**ESTRATTO FORNITO**:
____
La foresta di Ojmjakon

Benvenuti a Ojmjakon

Costantino della Gherardesca

Una cittadina piagata dalla natura avversa per i suoi abitanti è la più bella del mondo. Come in Italia

Nella propaggine più estrema della Siberia, in una landa desolata nota solo a chi gioca a Risiko, c’è un paesino di appena ottocento abitanti. Si chiama Ojmjakon ed è sorto durante gli anni del terrore staliniano, giusto perché i soldati avevano bisogno di un posto dove riposarsi tra una deportazione e l’altra. La cittadina, infatti, è nata lungo la rotta che collegava i gulag in quella gelida area dimenticata da dio, e la strada che si percorre per raggiungerla è disseminata delle ossa dei poveri cristi morti durante la sua realizzazione. Leggenda vuole che, per ogni metro di strada, ci sia un morto impastato all’asfalto. In pratica, per arrivare nella ridente Ojmjakon, si deve letteralmente passare sopra i resti di almeno un milione di prigionieri politici crollati sotto il gelo.
____
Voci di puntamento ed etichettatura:

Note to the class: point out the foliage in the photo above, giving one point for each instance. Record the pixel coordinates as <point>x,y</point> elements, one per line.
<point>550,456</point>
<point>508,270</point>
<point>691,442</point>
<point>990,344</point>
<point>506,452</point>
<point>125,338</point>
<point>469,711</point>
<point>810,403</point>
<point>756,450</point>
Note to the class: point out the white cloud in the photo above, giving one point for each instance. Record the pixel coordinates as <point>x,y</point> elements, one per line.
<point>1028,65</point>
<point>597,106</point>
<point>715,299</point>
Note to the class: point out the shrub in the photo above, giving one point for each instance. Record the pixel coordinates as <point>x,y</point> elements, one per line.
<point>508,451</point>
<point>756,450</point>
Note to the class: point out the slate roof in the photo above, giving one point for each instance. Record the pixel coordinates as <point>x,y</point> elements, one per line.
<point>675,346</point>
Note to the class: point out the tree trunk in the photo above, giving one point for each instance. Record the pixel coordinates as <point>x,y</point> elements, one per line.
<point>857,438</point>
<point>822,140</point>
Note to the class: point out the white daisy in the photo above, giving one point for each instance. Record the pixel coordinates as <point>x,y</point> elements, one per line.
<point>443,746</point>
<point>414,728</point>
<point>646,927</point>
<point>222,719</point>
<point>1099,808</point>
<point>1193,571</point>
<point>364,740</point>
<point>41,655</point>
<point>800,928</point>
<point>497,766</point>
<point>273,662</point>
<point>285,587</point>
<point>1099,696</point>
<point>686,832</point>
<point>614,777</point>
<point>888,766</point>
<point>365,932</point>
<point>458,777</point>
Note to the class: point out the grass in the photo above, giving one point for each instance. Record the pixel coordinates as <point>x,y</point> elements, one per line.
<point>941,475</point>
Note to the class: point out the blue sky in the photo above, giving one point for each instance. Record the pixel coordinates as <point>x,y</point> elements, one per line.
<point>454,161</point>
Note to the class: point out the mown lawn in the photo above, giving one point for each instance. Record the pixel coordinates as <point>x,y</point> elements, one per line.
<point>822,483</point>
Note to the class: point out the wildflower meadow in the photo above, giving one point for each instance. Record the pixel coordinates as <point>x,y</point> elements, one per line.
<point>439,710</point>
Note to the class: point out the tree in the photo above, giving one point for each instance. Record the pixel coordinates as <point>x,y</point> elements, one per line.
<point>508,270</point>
____
**ESERCIZI**:
A: Quanti abitanti ha Ojmjakon secondo l'estratto?
B: Individua nelle voci ogni riga in cui compare la parola "white" e ricopiala.
Le voci non hanno alcun legame con l'estratto.

**SOLUZIONI SVOLTE**:
A: Appena ottocento abitanti.

B:
Note to the class: point out the white cloud in the photo above, giving one point for each instance. Record the pixel coordinates as <point>x,y</point> elements, one per line.
Note to the class: point out the white daisy in the photo above, giving one point for each instance. Record the pixel coordinates as <point>x,y</point> elements, one per line.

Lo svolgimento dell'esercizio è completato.